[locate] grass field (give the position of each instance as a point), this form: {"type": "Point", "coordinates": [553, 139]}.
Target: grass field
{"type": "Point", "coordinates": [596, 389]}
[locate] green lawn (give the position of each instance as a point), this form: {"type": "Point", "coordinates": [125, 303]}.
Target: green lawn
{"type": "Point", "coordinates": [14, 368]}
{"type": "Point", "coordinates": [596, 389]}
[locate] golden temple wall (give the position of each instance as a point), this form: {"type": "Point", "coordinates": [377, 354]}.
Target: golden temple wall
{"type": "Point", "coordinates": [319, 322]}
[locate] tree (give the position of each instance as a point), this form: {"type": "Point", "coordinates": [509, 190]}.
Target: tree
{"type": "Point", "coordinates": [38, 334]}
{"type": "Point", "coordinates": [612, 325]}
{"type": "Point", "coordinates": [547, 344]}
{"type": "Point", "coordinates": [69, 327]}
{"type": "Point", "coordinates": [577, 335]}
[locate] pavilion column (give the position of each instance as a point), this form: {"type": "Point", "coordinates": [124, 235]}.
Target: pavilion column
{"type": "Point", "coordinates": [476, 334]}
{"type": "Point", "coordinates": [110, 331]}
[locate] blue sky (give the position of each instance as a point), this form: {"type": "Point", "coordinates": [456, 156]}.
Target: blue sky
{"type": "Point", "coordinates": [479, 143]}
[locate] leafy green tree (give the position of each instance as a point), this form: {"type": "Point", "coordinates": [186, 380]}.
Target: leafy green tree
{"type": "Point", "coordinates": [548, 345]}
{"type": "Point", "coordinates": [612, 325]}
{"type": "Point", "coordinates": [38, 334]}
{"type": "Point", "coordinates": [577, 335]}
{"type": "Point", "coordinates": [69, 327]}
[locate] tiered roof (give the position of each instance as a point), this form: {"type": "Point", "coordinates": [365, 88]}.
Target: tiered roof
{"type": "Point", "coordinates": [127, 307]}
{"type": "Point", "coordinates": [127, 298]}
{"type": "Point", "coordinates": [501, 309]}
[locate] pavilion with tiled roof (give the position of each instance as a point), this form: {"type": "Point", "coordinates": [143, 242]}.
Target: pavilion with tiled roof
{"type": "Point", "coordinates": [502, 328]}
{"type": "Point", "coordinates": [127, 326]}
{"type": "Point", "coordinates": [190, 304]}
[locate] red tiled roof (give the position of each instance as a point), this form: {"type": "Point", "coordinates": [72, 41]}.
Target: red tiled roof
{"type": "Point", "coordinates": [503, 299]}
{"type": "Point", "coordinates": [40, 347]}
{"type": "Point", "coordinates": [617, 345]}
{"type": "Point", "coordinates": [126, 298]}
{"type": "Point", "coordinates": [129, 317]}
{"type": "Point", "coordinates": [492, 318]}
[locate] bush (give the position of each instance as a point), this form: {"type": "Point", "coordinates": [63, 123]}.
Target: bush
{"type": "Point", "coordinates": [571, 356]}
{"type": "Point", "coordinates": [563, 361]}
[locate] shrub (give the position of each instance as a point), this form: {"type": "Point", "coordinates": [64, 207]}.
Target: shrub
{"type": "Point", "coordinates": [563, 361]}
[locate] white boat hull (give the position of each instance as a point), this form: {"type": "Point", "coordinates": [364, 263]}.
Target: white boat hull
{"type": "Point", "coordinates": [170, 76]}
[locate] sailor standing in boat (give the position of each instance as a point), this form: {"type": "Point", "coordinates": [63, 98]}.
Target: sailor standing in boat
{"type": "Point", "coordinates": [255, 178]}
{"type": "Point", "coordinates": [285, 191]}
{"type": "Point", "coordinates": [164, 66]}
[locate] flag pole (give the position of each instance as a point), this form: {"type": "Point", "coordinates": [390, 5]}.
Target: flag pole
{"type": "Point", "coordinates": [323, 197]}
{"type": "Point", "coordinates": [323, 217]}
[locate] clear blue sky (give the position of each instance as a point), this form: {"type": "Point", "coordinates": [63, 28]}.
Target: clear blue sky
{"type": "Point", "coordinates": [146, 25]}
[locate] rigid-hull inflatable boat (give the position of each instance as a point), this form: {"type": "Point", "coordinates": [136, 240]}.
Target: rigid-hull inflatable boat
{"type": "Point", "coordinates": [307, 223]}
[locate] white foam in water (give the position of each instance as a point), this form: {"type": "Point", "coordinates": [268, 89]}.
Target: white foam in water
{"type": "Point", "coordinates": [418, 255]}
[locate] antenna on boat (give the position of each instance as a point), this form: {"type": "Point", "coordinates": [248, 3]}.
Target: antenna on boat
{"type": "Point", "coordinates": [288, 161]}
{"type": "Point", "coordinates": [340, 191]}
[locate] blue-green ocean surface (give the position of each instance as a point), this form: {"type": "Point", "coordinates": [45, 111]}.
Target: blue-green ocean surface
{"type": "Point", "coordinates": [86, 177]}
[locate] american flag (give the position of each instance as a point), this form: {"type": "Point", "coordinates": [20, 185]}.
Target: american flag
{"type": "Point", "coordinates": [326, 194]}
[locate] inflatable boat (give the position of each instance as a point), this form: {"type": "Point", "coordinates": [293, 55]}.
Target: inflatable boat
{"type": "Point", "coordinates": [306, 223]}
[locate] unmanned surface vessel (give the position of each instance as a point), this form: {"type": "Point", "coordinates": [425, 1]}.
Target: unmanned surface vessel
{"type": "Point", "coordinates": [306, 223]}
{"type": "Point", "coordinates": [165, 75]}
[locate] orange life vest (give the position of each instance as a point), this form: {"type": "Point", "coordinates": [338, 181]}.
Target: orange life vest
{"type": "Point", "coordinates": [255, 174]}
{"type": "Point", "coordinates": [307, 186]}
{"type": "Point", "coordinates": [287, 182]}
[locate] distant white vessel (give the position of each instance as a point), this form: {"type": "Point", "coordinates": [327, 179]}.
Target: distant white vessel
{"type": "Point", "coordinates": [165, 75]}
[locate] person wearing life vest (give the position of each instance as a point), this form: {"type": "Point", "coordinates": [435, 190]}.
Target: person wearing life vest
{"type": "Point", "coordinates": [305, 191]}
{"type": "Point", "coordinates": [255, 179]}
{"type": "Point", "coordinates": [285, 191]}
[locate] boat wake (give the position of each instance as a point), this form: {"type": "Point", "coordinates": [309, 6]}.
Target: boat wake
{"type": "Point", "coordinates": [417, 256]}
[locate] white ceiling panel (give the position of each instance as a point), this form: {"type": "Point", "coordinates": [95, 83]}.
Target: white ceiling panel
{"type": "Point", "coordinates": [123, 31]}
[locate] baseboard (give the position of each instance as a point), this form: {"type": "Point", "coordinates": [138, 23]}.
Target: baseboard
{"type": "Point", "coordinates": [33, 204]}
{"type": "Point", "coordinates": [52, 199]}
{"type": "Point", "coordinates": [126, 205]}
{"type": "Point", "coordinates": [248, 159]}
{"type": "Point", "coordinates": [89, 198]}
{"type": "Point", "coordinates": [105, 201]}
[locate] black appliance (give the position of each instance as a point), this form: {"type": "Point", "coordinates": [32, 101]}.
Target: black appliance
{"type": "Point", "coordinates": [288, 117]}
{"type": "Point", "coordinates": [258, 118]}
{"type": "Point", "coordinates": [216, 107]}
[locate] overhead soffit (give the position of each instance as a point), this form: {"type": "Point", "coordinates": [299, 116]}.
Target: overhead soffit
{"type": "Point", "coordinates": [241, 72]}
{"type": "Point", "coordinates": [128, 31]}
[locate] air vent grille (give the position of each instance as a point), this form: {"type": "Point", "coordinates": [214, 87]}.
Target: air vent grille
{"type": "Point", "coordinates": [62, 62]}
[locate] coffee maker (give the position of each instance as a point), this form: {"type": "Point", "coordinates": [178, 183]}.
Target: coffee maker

### [Your objective]
Make an exact copy of every entry.

### [Correct result]
[locate] grass field (give the position of each instance as a point), this form: {"type": "Point", "coordinates": [553, 139]}.
Target: grass field
{"type": "Point", "coordinates": [596, 389]}
[locate] green lawn (give the position of each instance as a point), this form: {"type": "Point", "coordinates": [125, 303]}.
Target: green lawn
{"type": "Point", "coordinates": [14, 368]}
{"type": "Point", "coordinates": [596, 389]}
[locate] golden temple wall (give the position of each instance as a point), this form: {"type": "Point", "coordinates": [377, 354]}.
Target: golden temple wall
{"type": "Point", "coordinates": [319, 322]}
[locate] tree (give the position of each instance as a point), this form: {"type": "Point", "coordinates": [509, 190]}.
Target: tree
{"type": "Point", "coordinates": [38, 334]}
{"type": "Point", "coordinates": [612, 325]}
{"type": "Point", "coordinates": [547, 344]}
{"type": "Point", "coordinates": [69, 327]}
{"type": "Point", "coordinates": [577, 335]}
[locate] pavilion column (give the position of each instance as a point), this form: {"type": "Point", "coordinates": [124, 235]}.
Target: pavilion column
{"type": "Point", "coordinates": [476, 334]}
{"type": "Point", "coordinates": [110, 331]}
[locate] blue sky (give the position of each instance as a point), this form: {"type": "Point", "coordinates": [456, 156]}.
Target: blue sky
{"type": "Point", "coordinates": [479, 143]}
[locate] leafy green tree (give the position of each instance as a point), this form: {"type": "Point", "coordinates": [186, 380]}.
Target: leafy green tree
{"type": "Point", "coordinates": [548, 345]}
{"type": "Point", "coordinates": [612, 325]}
{"type": "Point", "coordinates": [38, 334]}
{"type": "Point", "coordinates": [577, 335]}
{"type": "Point", "coordinates": [69, 327]}
[locate] tiered roof (give the position of each instance as a point), this form: {"type": "Point", "coordinates": [365, 88]}.
Target: tiered roof
{"type": "Point", "coordinates": [127, 307]}
{"type": "Point", "coordinates": [127, 298]}
{"type": "Point", "coordinates": [501, 309]}
[locate] pavilion with tiled roof (give the position of each instance as a point), this form: {"type": "Point", "coordinates": [143, 242]}.
Target: pavilion with tiled roof
{"type": "Point", "coordinates": [502, 328]}
{"type": "Point", "coordinates": [127, 326]}
{"type": "Point", "coordinates": [190, 304]}
[locate] red tiled roof (give the position of each instance as a point), this form: {"type": "Point", "coordinates": [72, 41]}.
Target: red tiled roof
{"type": "Point", "coordinates": [503, 299]}
{"type": "Point", "coordinates": [40, 347]}
{"type": "Point", "coordinates": [617, 345]}
{"type": "Point", "coordinates": [126, 298]}
{"type": "Point", "coordinates": [129, 317]}
{"type": "Point", "coordinates": [492, 318]}
[locate] bush (give the position of each instance as a point), this form: {"type": "Point", "coordinates": [63, 123]}.
Target: bush
{"type": "Point", "coordinates": [571, 356]}
{"type": "Point", "coordinates": [563, 361]}
[locate] shrub (give the position of each instance as a point), this form: {"type": "Point", "coordinates": [64, 207]}.
Target: shrub
{"type": "Point", "coordinates": [563, 361]}
[locate] white boat hull (give the position of each instance as a point), this form: {"type": "Point", "coordinates": [364, 263]}.
Target: white boat hull
{"type": "Point", "coordinates": [170, 76]}
[locate] sailor standing in boat (give the position of each instance as a point), this form: {"type": "Point", "coordinates": [63, 98]}.
Target: sailor standing in boat
{"type": "Point", "coordinates": [255, 178]}
{"type": "Point", "coordinates": [285, 191]}
{"type": "Point", "coordinates": [164, 66]}
[locate] flag pole (give the position of each instance as a point), this form: {"type": "Point", "coordinates": [390, 5]}.
Target: flag pole
{"type": "Point", "coordinates": [323, 197]}
{"type": "Point", "coordinates": [323, 217]}
[locate] clear blue sky (give the position of each instance as a point), this form: {"type": "Point", "coordinates": [63, 28]}.
Target: clear blue sky
{"type": "Point", "coordinates": [146, 25]}
[locate] rigid-hull inflatable boat (give the position of each instance as a point), this form: {"type": "Point", "coordinates": [136, 240]}.
Target: rigid-hull inflatable boat
{"type": "Point", "coordinates": [307, 223]}
[locate] white foam in water (give the position of each instance as a point), this form: {"type": "Point", "coordinates": [268, 89]}.
Target: white foam in water
{"type": "Point", "coordinates": [418, 255]}
[locate] antenna on boat (give the position of each instance as a point), this form: {"type": "Point", "coordinates": [248, 3]}.
Target: antenna on boat
{"type": "Point", "coordinates": [288, 161]}
{"type": "Point", "coordinates": [340, 191]}
[locate] blue-green ocean surface (give the position of each instance as a point), this form: {"type": "Point", "coordinates": [45, 111]}.
Target: blue-green ocean surface
{"type": "Point", "coordinates": [86, 177]}
[locate] american flag (give the position of each instance as a point), this form: {"type": "Point", "coordinates": [20, 185]}.
Target: american flag
{"type": "Point", "coordinates": [326, 194]}
[locate] inflatable boat (give the position of each instance as a point), this form: {"type": "Point", "coordinates": [293, 55]}.
Target: inflatable boat
{"type": "Point", "coordinates": [306, 223]}
[locate] unmanned surface vessel (give the position of each instance as a point), this form: {"type": "Point", "coordinates": [425, 1]}.
Target: unmanned surface vessel
{"type": "Point", "coordinates": [306, 223]}
{"type": "Point", "coordinates": [165, 75]}
[locate] orange life vest (give the position of each instance as a point), this form: {"type": "Point", "coordinates": [338, 181]}.
Target: orange life vest
{"type": "Point", "coordinates": [255, 174]}
{"type": "Point", "coordinates": [307, 186]}
{"type": "Point", "coordinates": [287, 182]}
[locate] distant white vessel (give the position of each instance as a point), this form: {"type": "Point", "coordinates": [327, 179]}.
Target: distant white vessel
{"type": "Point", "coordinates": [165, 75]}
[locate] person wearing life vest (give the position of each instance as a point), this form: {"type": "Point", "coordinates": [435, 190]}.
Target: person wearing life vest
{"type": "Point", "coordinates": [305, 191]}
{"type": "Point", "coordinates": [255, 179]}
{"type": "Point", "coordinates": [285, 191]}
[locate] boat wake (give the position of each instance as a point), this form: {"type": "Point", "coordinates": [309, 6]}.
Target: boat wake
{"type": "Point", "coordinates": [417, 256]}
[locate] white ceiling panel (give the position of each instance as a point), this form: {"type": "Point", "coordinates": [95, 83]}.
Target: white ceiling panel
{"type": "Point", "coordinates": [123, 31]}
[locate] baseboard (give the position of each instance as a point), this form: {"type": "Point", "coordinates": [138, 23]}.
Target: baseboard
{"type": "Point", "coordinates": [33, 204]}
{"type": "Point", "coordinates": [52, 199]}
{"type": "Point", "coordinates": [126, 205]}
{"type": "Point", "coordinates": [248, 159]}
{"type": "Point", "coordinates": [89, 198]}
{"type": "Point", "coordinates": [105, 201]}
[locate] black appliance (give the position of each instance as a point), this form: {"type": "Point", "coordinates": [32, 101]}.
Target: black appliance
{"type": "Point", "coordinates": [288, 117]}
{"type": "Point", "coordinates": [258, 118]}
{"type": "Point", "coordinates": [216, 107]}
[locate] overhead soffit (give the position of each instance as a point), this form: {"type": "Point", "coordinates": [299, 116]}.
Target: overhead soffit
{"type": "Point", "coordinates": [241, 72]}
{"type": "Point", "coordinates": [128, 31]}
[locate] air vent grille (give the position of each instance as a point), this form: {"type": "Point", "coordinates": [214, 87]}.
Target: air vent grille
{"type": "Point", "coordinates": [62, 62]}
[locate] coffee maker (give the position of each instance as a point), this form: {"type": "Point", "coordinates": [178, 183]}.
Target: coffee maker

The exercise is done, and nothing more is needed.